__What you need to do__
Copy every record below, exactly as written.

─── Exercise material ───

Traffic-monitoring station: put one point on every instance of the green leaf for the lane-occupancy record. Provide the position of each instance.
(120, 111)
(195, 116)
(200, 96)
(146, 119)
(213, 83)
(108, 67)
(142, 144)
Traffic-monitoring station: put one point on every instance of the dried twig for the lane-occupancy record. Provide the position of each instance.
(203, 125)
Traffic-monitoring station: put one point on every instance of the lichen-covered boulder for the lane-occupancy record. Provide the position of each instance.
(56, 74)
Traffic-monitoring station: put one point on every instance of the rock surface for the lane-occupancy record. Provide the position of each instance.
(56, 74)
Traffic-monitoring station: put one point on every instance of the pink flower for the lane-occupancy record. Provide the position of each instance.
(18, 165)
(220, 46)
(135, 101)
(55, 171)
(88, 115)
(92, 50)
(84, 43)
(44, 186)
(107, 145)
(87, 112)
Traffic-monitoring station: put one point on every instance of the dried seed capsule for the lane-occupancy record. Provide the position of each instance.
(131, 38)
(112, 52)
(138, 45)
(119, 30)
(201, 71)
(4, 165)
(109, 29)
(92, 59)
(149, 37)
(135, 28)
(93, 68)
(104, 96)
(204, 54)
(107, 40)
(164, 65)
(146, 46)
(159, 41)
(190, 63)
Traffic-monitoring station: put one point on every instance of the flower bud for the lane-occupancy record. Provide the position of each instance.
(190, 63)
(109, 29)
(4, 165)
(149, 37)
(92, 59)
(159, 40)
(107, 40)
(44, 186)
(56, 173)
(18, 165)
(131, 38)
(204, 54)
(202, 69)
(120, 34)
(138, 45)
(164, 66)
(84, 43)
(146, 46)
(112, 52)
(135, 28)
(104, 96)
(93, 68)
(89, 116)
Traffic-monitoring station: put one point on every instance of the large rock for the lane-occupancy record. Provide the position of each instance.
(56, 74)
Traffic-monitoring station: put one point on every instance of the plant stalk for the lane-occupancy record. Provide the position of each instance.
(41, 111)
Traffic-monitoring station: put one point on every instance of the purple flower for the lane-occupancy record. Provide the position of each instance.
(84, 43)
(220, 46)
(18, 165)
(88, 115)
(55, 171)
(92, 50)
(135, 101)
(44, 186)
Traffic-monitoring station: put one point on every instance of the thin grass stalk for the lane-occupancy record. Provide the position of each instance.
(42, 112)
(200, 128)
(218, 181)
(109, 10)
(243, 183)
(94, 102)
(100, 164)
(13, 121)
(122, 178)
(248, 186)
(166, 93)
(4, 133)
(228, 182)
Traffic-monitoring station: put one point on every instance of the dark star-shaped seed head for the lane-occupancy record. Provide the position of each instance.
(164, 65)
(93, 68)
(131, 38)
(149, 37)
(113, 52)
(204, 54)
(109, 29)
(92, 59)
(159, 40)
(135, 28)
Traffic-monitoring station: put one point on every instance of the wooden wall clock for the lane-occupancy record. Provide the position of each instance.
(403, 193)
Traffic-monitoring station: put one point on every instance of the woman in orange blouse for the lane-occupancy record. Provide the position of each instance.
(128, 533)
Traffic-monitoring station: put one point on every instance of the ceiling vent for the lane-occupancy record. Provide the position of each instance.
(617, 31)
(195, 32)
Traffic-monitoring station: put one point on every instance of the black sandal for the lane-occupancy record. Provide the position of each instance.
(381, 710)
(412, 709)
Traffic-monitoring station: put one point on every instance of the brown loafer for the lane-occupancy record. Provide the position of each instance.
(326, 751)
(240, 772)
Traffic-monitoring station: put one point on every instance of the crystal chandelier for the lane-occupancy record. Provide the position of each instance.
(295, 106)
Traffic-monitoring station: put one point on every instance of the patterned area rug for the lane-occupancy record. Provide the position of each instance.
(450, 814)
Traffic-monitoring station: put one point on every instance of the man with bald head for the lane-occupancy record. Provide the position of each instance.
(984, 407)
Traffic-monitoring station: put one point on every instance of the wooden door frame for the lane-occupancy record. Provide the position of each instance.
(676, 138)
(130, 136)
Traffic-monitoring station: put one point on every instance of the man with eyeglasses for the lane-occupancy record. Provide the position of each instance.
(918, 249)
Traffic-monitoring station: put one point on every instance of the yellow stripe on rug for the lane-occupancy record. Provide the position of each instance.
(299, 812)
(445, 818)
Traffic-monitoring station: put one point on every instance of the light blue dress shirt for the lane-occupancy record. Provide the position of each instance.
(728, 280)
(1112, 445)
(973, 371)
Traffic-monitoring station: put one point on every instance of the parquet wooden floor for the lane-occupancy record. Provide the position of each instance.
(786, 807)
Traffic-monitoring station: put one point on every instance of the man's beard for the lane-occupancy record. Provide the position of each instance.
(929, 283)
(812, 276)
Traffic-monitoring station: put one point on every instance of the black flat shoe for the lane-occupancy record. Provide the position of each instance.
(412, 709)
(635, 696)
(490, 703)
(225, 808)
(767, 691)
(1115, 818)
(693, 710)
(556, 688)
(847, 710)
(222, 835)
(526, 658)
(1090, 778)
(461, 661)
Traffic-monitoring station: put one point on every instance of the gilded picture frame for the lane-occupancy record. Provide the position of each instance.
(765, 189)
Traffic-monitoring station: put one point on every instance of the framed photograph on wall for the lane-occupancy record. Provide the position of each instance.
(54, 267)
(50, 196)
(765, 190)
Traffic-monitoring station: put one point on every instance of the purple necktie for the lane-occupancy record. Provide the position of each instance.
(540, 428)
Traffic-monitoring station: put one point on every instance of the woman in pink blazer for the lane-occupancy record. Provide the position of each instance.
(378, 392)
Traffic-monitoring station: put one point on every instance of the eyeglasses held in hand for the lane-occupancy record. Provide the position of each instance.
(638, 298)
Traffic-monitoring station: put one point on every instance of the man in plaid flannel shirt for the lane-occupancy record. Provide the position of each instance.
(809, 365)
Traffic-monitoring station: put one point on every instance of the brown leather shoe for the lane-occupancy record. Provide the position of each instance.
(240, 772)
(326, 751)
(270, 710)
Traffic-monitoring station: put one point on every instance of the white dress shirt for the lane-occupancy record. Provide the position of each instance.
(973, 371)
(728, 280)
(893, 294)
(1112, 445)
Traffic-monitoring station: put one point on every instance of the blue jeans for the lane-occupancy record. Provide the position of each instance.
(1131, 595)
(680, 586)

───

__Response for this exercise__
Traffic-monitoring station: put one point on every instance of the green leaf for the lane-occupancy record. Provide the position of each instance.
(120, 111)
(195, 116)
(200, 96)
(146, 119)
(213, 83)
(108, 67)
(142, 144)
Traffic-monitoring station: put one point on every instance of the dried twig for the lane-occupancy record. Provide the position of each instance.
(203, 125)
Traffic-monitoring station: put one point on every instance of the lichen-covered boulder for the lane-occupancy record. Provide the position of each instance.
(56, 74)
Traffic-monitoring station: put one point on every instance of the rock surface for the lane-occupancy record. Provide the position of each instance.
(56, 74)
Traffic-monitoring station: put one point on every instance of the pink flower for the lane-occupancy record. Provide the position of each instance.
(18, 165)
(220, 46)
(135, 101)
(55, 171)
(88, 115)
(92, 50)
(84, 43)
(44, 186)
(107, 145)
(87, 112)
Traffic-monitoring station: put one point on every instance of the dried seed capsule for the lane-occupancy record. Provide the position of each instance.
(131, 38)
(112, 52)
(138, 45)
(119, 30)
(201, 71)
(4, 165)
(109, 29)
(92, 59)
(149, 37)
(135, 28)
(93, 68)
(104, 96)
(204, 54)
(107, 40)
(164, 65)
(146, 46)
(159, 41)
(190, 63)
Traffic-monitoring station: put one point on every instance of the flower bud for the lane-occupancy record. Provide the position of each instance.
(190, 63)
(109, 29)
(4, 165)
(149, 37)
(92, 59)
(159, 40)
(107, 40)
(44, 186)
(56, 173)
(18, 165)
(131, 38)
(204, 54)
(202, 69)
(120, 34)
(138, 45)
(164, 66)
(84, 43)
(146, 46)
(112, 52)
(135, 28)
(104, 96)
(93, 68)
(89, 116)
Traffic-monitoring station: put one point on every instance of the large rock for the lane-occupancy record. Provide the position of each instance.
(56, 74)
Traffic-monitoring station: put one point on every instance of the plant stalk for the lane-occupancy record. Provide the position of each instance.
(41, 111)
Traffic-monitoring station: put one point on every instance of the purple flower for the lane-occupancy record. Provide the position of each instance.
(84, 43)
(220, 46)
(18, 165)
(88, 115)
(55, 171)
(92, 50)
(135, 101)
(44, 186)
Traffic-monitoring station: put one point on every instance of the thin grass stalk for the lane-occupancy record. Provide the position of each instance.
(42, 112)
(200, 128)
(218, 181)
(109, 10)
(243, 183)
(94, 102)
(100, 164)
(13, 121)
(122, 178)
(248, 186)
(166, 93)
(4, 133)
(228, 182)
Traffic-monitoring station: put one point on every instance of the dark star-shaped seed head for the lane-occupancy record. Provide the position of each instance.
(164, 65)
(93, 68)
(131, 38)
(149, 37)
(113, 52)
(204, 54)
(109, 29)
(92, 59)
(159, 40)
(135, 28)
Traffic-monitoring station: put one point on every instance of the wooden wall clock for the lane-occupancy record. Provide the position of each instance.
(403, 193)
Traffic-monitoring station: put one point on every instance of the woman in orange blouse for the lane-occupancy record. Provide the position of each instance.
(128, 533)
Traffic-monitoring station: put one point on every instance of the ceiling vent for the lane-occupancy record. Provide the position of each instance.
(617, 31)
(195, 32)
Traffic-monitoring station: put one point on every instance of the black sandal for the lane-occupancy record. Provide the position of each instance.
(381, 710)
(412, 709)
Traffic-monitoring station: put one point on every instance of the brown loafer for the lane-occupancy record. Provide the position of each instance.
(326, 751)
(240, 772)
Traffic-monitoring station: put one point on every instance of the crystal chandelier for the lane-occupancy record. Provide the position of each instance.
(295, 106)
Traffic-monitoring station: put one point on every instance of the patterned area rug for the lane-occupancy record. Provide the position of each instance.
(450, 814)
Traffic-monitoring station: put one point on every instance of the man with bald head for the lane-occupancy record. Provide the position of each instance.
(984, 407)
Traffic-monitoring station: put one point on every instance of the wooden door frame for the lane-occupancy record. Provide the position of each instance.
(676, 138)
(130, 136)
Traffic-monitoring station: put one point on every instance of the man with eyeglasses for the lane-occupancy record. Provide the position of each instance.
(918, 249)
Traffic-monitoring station: put one point on every instance of the yellow stripe on rug for the lane-occupancy record. Provide the position of each instance.
(299, 812)
(445, 818)
Traffic-monitoring station: put one point on every instance of the light blue dress shirt for the lane-occupancy record. Provide the position of each instance.
(728, 280)
(1112, 445)
(973, 371)
Traffic-monitoring station: put one point on every instance of the parquet wooden floor for the lane-occupancy record. Provide the position of each instance.
(786, 807)
Traffic-monitoring station: put one point on every instance of the man's beard for the lane-occupancy record. Provide the position of each instance.
(929, 283)
(812, 276)
Traffic-monitoring station: put one point on every instance of the black flat shoe for the lane-occupancy record. Provide the position of each instance.
(412, 709)
(635, 696)
(490, 703)
(225, 808)
(767, 691)
(1115, 818)
(693, 710)
(556, 688)
(847, 710)
(222, 835)
(526, 658)
(1090, 778)
(461, 661)
Traffic-monitoring station: put one point on every instance of the gilded picture frame for the lane-occupancy record. Provide the position of each instance.
(765, 189)
Traffic-monitoring station: put one point on every instance of the framed photograph on wall for the lane-occupancy record. Provide the position of each instance.
(54, 267)
(50, 196)
(765, 190)
Traffic-monitoring station: put one point on every instance of the purple necktie for the lane-occupancy record. Provide the position of each instance.
(540, 428)
Traffic-monitoring station: put one point on every instance of the woman in pink blazer for the lane-occupancy record. Provide the position of each instance.
(378, 392)
Traffic-monitoring station: put one point on every instance of the eyeglasses held in hand for the lane-occupancy record. Provide the position of each instance.
(638, 298)
Traffic-monitoring station: put one point on every instance of the man in plaid flannel shirt for the lane-occupancy record. Provide the position of each instance.
(809, 365)
Traffic-monitoring station: put one point on every instance of the brown leather shoe for the lane-occupancy record. Provide the position of each instance.
(240, 772)
(326, 751)
(270, 710)
Traffic-monitoring station: put one point on every instance of the white dress shirt for the lane-occupancy record. Provide the position of each instance.
(973, 371)
(728, 280)
(893, 294)
(1112, 445)
Traffic-monitoring station: put one point on every instance of the blue jeans for the lane-occupancy record. Provide the position of each instance.
(1131, 595)
(680, 586)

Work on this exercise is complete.